• _What the task requires_
Render the records below as a Markdown table with two columns, Row and Line. Number each non-blank line in order, leaving blank lines out.

• _Records supplied_
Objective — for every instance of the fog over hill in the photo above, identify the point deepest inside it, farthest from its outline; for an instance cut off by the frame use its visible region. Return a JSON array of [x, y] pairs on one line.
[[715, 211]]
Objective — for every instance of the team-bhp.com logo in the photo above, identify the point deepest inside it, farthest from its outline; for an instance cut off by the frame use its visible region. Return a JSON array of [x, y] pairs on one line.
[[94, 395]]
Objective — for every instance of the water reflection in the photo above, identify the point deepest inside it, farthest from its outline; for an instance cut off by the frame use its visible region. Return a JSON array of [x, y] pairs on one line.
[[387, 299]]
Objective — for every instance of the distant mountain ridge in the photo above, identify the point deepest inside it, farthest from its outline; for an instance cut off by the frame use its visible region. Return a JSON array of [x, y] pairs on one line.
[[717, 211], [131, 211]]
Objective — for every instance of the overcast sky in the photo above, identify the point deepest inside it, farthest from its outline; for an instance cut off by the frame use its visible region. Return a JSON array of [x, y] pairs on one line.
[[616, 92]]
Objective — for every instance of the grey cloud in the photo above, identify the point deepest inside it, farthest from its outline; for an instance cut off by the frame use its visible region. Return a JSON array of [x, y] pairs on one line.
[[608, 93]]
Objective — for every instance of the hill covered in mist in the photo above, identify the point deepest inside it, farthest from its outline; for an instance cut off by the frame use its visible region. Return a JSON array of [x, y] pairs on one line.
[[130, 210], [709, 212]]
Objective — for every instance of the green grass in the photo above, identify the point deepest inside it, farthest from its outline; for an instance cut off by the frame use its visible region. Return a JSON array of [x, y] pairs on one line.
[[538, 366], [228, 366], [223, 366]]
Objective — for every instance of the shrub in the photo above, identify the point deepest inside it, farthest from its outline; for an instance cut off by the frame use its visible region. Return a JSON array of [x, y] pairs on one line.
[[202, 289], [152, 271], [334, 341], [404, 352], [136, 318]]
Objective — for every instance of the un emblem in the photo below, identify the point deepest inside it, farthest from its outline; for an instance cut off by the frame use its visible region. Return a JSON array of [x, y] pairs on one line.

• _Solution for this problem_
| Row | Line |
|---|---|
| 1 | Objective — for every instance of the fog over hill in the photo above, identify the point deepest inside it, farthest from its outline; for an instance cut off by the frame use its visible region. Return a JSON array of [x, y] pairs on one line. |
| 2 | [[715, 211]] |
| 3 | Objective — for every instance of the team-bhp.com logo in the photo above, identify the point deepest inside it, farthest from its outline; for an instance cut off by the frame use its visible region. Return a JSON array of [x, y] pairs on one line. |
| 4 | [[94, 395]] |
| 5 | Objective — for every instance of the water reflection in the photo above, identify the point deepest inside it, farthest from its outline; for an instance cut off by the frame use its visible region. Return a JSON array of [x, y] pairs on one line. |
| 6 | [[387, 299]] |
| 7 | Objective — for every instance of the distant mountain ridge in the photo above, identify the point deepest inside it, farthest from its outline; for an instance cut off by the frame use its visible region. Return a JSON array of [x, y] pairs on one line. |
| 8 | [[717, 211], [131, 211]] |
| 9 | Objective — for every instance of the overcast sky in the photo above, identify the point deepest inside it, farthest from its outline; for an instance cut off by the frame use its visible region. Return a JSON array of [x, y] pairs on one line. |
| 10 | [[616, 92]] |
| 11 | Objective — for every instance of the grey cloud in the photo above, identify the point deepest inside it, farthest from its outline; for an instance cut off by the frame use its visible region. Return a JSON array of [x, y] pairs on one line. |
| 12 | [[608, 93]] |
| 13 | Objective — for every instance of the hill covered in mist in the photo above, identify the point deepest inside it, farthest from its outline; for an instance cut off by the frame use its visible region. Return a JSON array of [x, y] pairs on one line. |
| 14 | [[130, 210], [709, 212]] |
| 15 | Objective — for every instance of the green grass in the photo above, identify the point deepest inside it, farthest from its outline; for an instance cut off by the frame use its visible region. Return a JSON array of [x, y] pairs on one line. |
| 16 | [[538, 366], [228, 366], [223, 366]] |
| 17 | Objective — for every instance of the shrub in the photo above, identify the point deepest inside it, farthest from its outline; for an instance cut off by the frame use its visible region. Return a JSON array of [x, y] pairs on one line. |
| 18 | [[202, 289], [152, 271], [334, 341], [404, 352], [136, 318]] |
| 19 | Objective — for every instance of the un emblem in the photo below, identify the point deepest inside it, farthest from its outline; for an instance cut off by the frame use its visible region. Return a JSON array of [x, y] pairs on one line. |